Written problem: Return the whole listing, keeping every character the same.
== Supplied material
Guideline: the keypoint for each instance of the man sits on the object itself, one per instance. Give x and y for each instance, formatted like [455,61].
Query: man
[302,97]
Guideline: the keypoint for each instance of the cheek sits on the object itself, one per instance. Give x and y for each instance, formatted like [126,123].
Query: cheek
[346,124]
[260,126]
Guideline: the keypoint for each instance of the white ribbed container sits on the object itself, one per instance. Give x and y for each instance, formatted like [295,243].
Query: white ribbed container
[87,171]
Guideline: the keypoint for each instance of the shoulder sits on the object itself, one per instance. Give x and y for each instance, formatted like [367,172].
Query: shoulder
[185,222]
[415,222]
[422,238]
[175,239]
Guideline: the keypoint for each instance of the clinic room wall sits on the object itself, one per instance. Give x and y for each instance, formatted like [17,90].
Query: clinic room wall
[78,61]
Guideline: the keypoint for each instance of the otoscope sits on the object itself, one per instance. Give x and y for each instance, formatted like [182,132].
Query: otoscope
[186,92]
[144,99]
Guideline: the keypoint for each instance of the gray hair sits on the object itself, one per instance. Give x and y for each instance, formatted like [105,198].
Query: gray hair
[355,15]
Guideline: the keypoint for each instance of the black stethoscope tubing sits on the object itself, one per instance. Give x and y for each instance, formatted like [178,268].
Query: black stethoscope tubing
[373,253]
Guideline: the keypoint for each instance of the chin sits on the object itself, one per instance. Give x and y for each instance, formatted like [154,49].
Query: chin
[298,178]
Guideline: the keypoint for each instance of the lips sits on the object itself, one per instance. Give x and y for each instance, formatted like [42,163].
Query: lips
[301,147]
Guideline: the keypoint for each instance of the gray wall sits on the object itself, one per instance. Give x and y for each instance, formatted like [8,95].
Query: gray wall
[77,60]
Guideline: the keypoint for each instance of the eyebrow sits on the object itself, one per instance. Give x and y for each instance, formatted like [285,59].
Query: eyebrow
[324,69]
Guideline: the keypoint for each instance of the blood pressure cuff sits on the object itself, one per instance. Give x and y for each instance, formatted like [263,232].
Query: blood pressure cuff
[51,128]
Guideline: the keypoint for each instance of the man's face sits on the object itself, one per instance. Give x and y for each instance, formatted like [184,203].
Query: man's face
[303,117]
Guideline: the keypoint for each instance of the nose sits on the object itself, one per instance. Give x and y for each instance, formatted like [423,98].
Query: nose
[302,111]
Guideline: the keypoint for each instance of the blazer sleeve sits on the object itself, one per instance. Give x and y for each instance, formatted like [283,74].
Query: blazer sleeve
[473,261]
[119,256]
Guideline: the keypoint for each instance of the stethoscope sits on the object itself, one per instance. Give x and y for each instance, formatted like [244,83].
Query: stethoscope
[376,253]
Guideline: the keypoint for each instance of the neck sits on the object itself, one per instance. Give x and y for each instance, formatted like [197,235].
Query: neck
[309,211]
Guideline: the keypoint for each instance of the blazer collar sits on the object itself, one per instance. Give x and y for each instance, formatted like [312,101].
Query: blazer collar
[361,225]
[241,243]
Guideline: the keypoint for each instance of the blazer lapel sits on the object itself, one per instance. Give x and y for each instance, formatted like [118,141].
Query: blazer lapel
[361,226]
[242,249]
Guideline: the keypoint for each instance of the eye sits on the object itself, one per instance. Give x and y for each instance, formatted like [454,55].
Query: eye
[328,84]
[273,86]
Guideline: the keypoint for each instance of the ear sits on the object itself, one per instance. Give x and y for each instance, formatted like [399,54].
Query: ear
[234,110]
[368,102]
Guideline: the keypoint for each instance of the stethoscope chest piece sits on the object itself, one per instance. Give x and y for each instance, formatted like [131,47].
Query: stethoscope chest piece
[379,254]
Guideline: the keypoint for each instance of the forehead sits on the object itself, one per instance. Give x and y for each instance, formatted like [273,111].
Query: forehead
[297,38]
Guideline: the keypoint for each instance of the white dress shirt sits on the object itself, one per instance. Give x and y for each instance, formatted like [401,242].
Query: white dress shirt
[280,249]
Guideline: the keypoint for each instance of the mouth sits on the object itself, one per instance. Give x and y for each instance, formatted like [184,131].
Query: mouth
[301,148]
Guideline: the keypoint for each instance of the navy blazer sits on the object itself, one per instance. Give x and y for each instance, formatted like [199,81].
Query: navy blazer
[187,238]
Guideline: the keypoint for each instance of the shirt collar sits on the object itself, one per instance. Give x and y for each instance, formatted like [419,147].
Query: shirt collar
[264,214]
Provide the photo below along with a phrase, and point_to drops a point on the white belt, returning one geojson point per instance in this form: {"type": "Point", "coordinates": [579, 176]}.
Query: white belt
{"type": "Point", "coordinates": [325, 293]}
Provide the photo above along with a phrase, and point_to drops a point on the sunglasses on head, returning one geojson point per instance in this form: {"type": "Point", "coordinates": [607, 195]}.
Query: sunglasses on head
====
Complete response:
Guideline: the keypoint for each instance of the man sits on the object itself, one per instance. Give x and y for each instance, formatted like [455,61].
Query: man
[302,97]
Guideline: the keypoint for each instance of the cheek sits on the object itself, one per instance. Give x and y for each instance, formatted like [126,123].
Query: cheek
[346,124]
[260,126]
Guideline: the keypoint for each instance of the white ribbed container sits on the object itself, one per instance. Give x and y for each instance, formatted like [295,243].
Query: white ribbed container
[87,171]
Guideline: the keypoint for each instance of the shoulder sits on the object itself, one per instance. Give x and y for each instance, formatted like [367,172].
Query: shoulder
[185,222]
[415,222]
[422,238]
[175,239]
Guideline: the keypoint for each instance of the clinic room wall sits on the object itself, one per instance. Give x and y for each instance, formatted like [17,90].
Query: clinic room wall
[78,61]
Guideline: the keypoint for each instance of the otoscope sits on the object itself, one per instance. Give x and y for each instance, formatted like [182,132].
Query: otoscope
[186,92]
[144,99]
Guideline: the keypoint for each instance of the gray hair sits on the object itself, one per instance. Give x and y for each instance, formatted like [105,198].
Query: gray hair
[355,15]
Guideline: the keypoint for each instance of the black stethoscope tubing sits on the object itself, one per instance. Give x and y for each instance, formatted like [178,268].
Query: black stethoscope tubing
[373,253]
Guideline: the keypoint for each instance of the chin sits on the object itself, one per instance. Give x and y for each instance, formatted like [154,49].
Query: chin
[298,178]
Guideline: the keypoint for each instance of the lips sits on the object itself, one per instance. Give x and y for each instance, formatted like [42,163].
Query: lips
[301,147]
Guideline: the keypoint for each instance of the gray wall sits on the object itself, one per instance. Give x and y for each instance, formatted like [8,95].
Query: gray wall
[77,60]
Guideline: the keypoint for each instance of the eyebrow sits on the object itself, one per instance. Give x and y for each instance, formatted like [285,59].
Query: eyebrow
[324,69]
Guideline: the keypoint for each instance of the blood pressure cuff sits on the object itself, one per instance. Give x and y for each instance, formatted like [263,232].
Query: blood pressure cuff
[51,128]
Guideline: the keypoint for each instance of the man's face sits on the object itself, one per instance. Give x and y for each instance, formatted like [184,203].
Query: man's face
[303,117]
Guideline: the keypoint for each instance of the nose sits on the object itself, one per instance. Give x and y for each instance, formatted like [423,98].
Query: nose
[302,111]
Guideline: the keypoint for each instance of the blazer sleeve sits on the object itself, one per instance. Give x and y for each instance, formatted like [283,74].
Query: blazer sleeve
[473,261]
[119,256]
Guideline: the keypoint for each instance of the stethoscope sits on the object itself, one per instance. Give x and y for each instance, formatted like [244,83].
Query: stethoscope
[376,253]
Guideline: the keypoint for each instance of the neck sits on the object itself, one per instance. Give x and y for each instance, formatted like [197,235].
Query: neck
[309,211]
Guideline: the keypoint for each instance of the blazer collar sits on the object itself, one per instance. Give x and y for each instance, formatted like [312,101].
Query: blazer collar
[361,225]
[241,243]
Guideline: the keypoint for each instance of the blazer lapel sits on the object itself, one per instance. Give x and y for each instance, formatted like [118,141].
Query: blazer lapel
[361,226]
[242,249]
Guideline: the keypoint for each instance of the eye sits on the object itself, one per instance. Give x and y for each instance, formatted like [454,55].
Query: eye
[328,84]
[273,86]
Guideline: the keypoint for each instance of the ear sits on the object itself, one per instance. Give x and y for each instance, formatted like [399,54].
Query: ear
[234,110]
[368,102]
Guideline: the keypoint for each instance of the stethoscope chest piece sits on the object itself, one per instance. Give x and y for each instance, formatted like [131,47].
Query: stethoscope chest piece
[379,254]
Guideline: the keypoint for each instance of the forehead sits on the object itself, one per instance. Give x and y for each instance, formatted like [273,111].
Query: forehead
[297,38]
Guideline: the keypoint for each instance of the white dress shirt sits on the object itself, one per instance. Give x and y for each instance, formatted like [401,242].
Query: white dress shirt
[280,249]
Guideline: the keypoint for each instance of the mouth sits on the object itself, one per instance. Give x and y for each instance, formatted like [184,131].
Query: mouth
[301,148]
Guideline: the keypoint for each instance of the navy blazer sits on the object itself, one per instance. Give x and y for each instance, formatted like [199,81].
Query: navy blazer
[187,238]
Guideline: the keypoint for each instance of the shirt collar sits on the object itself, one per instance. Give x and y for each instance, formatted like [419,147].
Query: shirt collar
[264,214]
Provide the photo below along with a phrase, and point_to drops a point on the white belt, returning one geojson point per instance in this form: {"type": "Point", "coordinates": [579, 176]}.
Query: white belt
{"type": "Point", "coordinates": [325, 293]}
Provide the photo above along with a phrase, and point_to drops a point on the sunglasses on head, returning one geojson point per instance in this form: {"type": "Point", "coordinates": [607, 195]}.
Query: sunglasses on head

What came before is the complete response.